- TASK DIRECTIONS -
Extract every line of the listing below verbatim, with the pictures left out.

::: LISTING :::

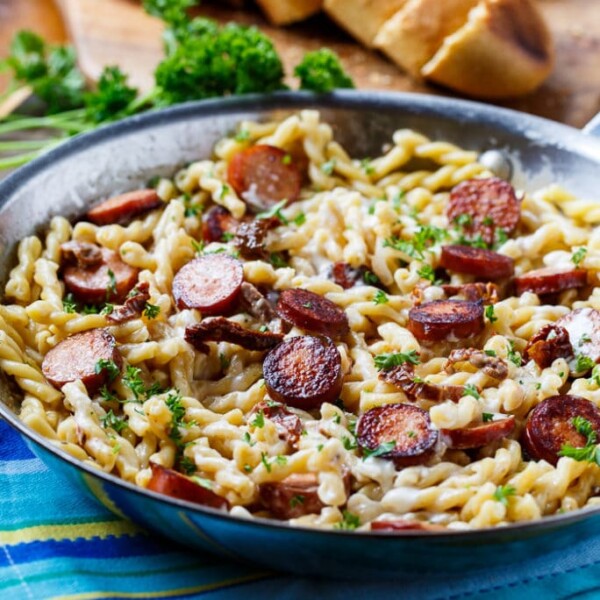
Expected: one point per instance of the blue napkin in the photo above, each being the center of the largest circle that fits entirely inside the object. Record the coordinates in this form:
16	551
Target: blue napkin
56	543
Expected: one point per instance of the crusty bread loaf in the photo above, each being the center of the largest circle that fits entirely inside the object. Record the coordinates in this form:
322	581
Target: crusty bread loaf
415	33
362	18
284	12
503	50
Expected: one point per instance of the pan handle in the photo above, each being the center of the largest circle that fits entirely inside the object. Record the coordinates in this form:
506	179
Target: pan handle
593	127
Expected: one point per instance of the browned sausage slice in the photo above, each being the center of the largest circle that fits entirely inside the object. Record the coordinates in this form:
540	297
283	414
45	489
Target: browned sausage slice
548	344
78	358
583	327
406	428
209	283
404	525
313	313
123	208
480	435
490	203
174	484
550	426
477	261
216	223
289	426
446	319
220	329
304	372
263	176
550	280
108	281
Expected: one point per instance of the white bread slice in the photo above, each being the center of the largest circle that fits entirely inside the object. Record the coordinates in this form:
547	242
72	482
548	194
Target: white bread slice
284	12
504	50
416	32
362	18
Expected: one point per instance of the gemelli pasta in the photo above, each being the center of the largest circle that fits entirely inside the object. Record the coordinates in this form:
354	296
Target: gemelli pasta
286	331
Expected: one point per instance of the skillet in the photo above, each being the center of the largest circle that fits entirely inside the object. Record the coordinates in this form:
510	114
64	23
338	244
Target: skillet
127	154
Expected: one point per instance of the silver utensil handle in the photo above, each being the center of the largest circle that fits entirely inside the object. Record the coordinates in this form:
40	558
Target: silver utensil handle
593	127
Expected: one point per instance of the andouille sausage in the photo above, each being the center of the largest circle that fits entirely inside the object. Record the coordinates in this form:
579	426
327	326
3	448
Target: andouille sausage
295	496
583	327
289	426
445	319
220	329
313	313
171	483
549	343
210	283
216	222
405	427
480	435
109	280
477	261
78	358
403	377
490	203
264	175
550	426
304	372
550	280
123	208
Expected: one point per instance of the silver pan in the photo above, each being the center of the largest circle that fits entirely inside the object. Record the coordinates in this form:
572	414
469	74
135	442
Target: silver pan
125	155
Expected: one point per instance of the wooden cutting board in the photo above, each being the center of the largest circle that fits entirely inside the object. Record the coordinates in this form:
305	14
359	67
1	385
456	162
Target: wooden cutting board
119	32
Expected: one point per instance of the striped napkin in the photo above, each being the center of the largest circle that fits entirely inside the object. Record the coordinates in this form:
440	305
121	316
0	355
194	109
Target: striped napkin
56	543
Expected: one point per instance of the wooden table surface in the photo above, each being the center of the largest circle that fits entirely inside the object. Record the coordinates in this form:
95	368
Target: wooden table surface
570	95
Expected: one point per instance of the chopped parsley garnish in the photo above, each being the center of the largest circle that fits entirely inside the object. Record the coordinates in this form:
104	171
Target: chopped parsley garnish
111	421
382	449
349	522
380	298
151	311
471	390
587	453
109	366
583	363
578	256
490	314
503	492
389	360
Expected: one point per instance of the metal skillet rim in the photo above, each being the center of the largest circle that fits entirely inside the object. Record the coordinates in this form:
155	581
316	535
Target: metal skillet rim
457	110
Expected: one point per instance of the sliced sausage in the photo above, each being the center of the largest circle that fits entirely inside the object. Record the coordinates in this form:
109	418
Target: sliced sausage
123	208
492	366
304	372
550	426
403	377
477	261
250	237
171	483
220	329
216	222
134	305
488	293
405	427
209	283
404	525
550	280
480	435
490	203
108	281
446	319
264	175
289	426
313	313
583	327
78	358
548	344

:::

- EXPECTED OUTPUT -
Expected: one point per instance of the blue napkin in the photo above, each being the center of the largest circle that fits entirely inside the object. Record the coordinates in this form:
16	551
Target: blue napkin
56	543
Expected: one point per instance of the crusty bread loaf in the photo above, each being the center of the largest circle that fits entirely inside the object. Record the coordinates in this form:
322	581
Target: crusty bread loaf
415	33
362	18
284	12
503	50
Expected: one point per instance of the pan handle in the photo above, each being the center of the largest circle that fits entirely inside the object. Record the coordinates in this form:
506	179
Target: pan handle
593	127
Expected: one point per instance of the browned sausage slice in the photo above, each being the center of the largest circle that fits entirely inside the object. Record the coordinates in this form:
540	297
283	414
45	489
Target: browned sausage slice
548	344
78	358
583	327
406	428
209	283
404	525
313	313
123	208
480	435
490	203
174	484
550	426
477	261
216	223
289	426
446	319
220	329
304	372
263	176
550	280
108	281
Expected: one point per instance of the white bread slice in the photo above, each being the center of the largest circle that fits entirely inside the object. Record the coordinates in this form:
547	242
72	482
548	194
Target: white bread slice
284	12
504	50
416	32
362	18
Expected: one point per instance of the gemelli pasta in the photo above, each being the center of the largest circle that fits entirely inside the object. Record the coordinates in this form:
354	296
Target: gemelli pasta
286	331
Expected: one point per instance of the skillet in the photo above, each being the center of the largest circle that fits entirely inside the object. Record the coordinates in this form:
510	114
64	23
338	244
Target: skillet
127	154
Expected: one point per instance of the silver utensil handle in the photo above, each being the center of the largest circle that fits entirely inside the object. Record the coordinates in this form:
40	558
Target: silver utensil handle
593	127
Expected: one point per instance of the andouille sausage in the photo above, each being the center of the largest circle that fits entirely inside the object. Record the coordinates in this form:
579	426
327	326
3	448
Target: andouille sausage
295	496
583	327
289	426
445	319
220	329
313	313
171	483
549	343
210	283
216	222
405	427
480	435
109	280
477	261
78	358
403	377
490	203
264	175
550	426
304	372
550	280
123	208
Expected: one point per instance of the silver pan in the photo above, each being the center of the largest circle that fits entirely inside the object. Record the coordinates in this form:
572	414
469	74
135	442
Target: silver pan
125	155
Expected: one point per instance of the wooden cutting board in the photo above, each being the center of the largest circle that fits entirely inside the object. Record the coordinates in this form:
305	14
359	67
1	385
456	162
Target: wooden cutting board
119	32
Expected: one point per instance of the striped napkin in the photo above, each being the center of the largest circle that fits entirely inside the object. Record the coordinates in this form:
440	305
121	316
0	355
194	109
Target: striped napkin
56	543
Expected: one point per instance of the wooden table surface in the photo above, each being the center of the largest circle that fits entirely inside the object. Record the coordinates in this form:
95	368
Target: wooden table surface
570	95
Expected: one point per instance of the chopped parsley garnish in the photo above, each being the center of the largest circle that fits entirely inside the object. Record the coordinates in this form:
104	171
Target: chopped parsley garnish
111	421
382	449
349	522
380	298
151	311
471	390
587	453
109	366
583	363
578	256
490	314
503	492
389	360
Expected: one point per instance of the metal skillet rim in the photo above, each being the center of the largest circle that fits entirely inside the object. Record the coordinates in this form:
155	581
316	535
Target: metal skillet rim
457	110
Expected: one point per instance of the sliced sausage in the photo above, each being the center of the largest circle that fits entirely inside the object. Record the coordinates in this form:
109	418
Target: sliced sausage
123	208
492	366
304	372
550	426
403	377
477	261
250	237
171	483
220	329
216	222
134	305
488	293
405	427
209	283
404	525
550	280
480	435
490	203
108	281
446	319
264	175
289	426
313	313
583	327
78	358
548	344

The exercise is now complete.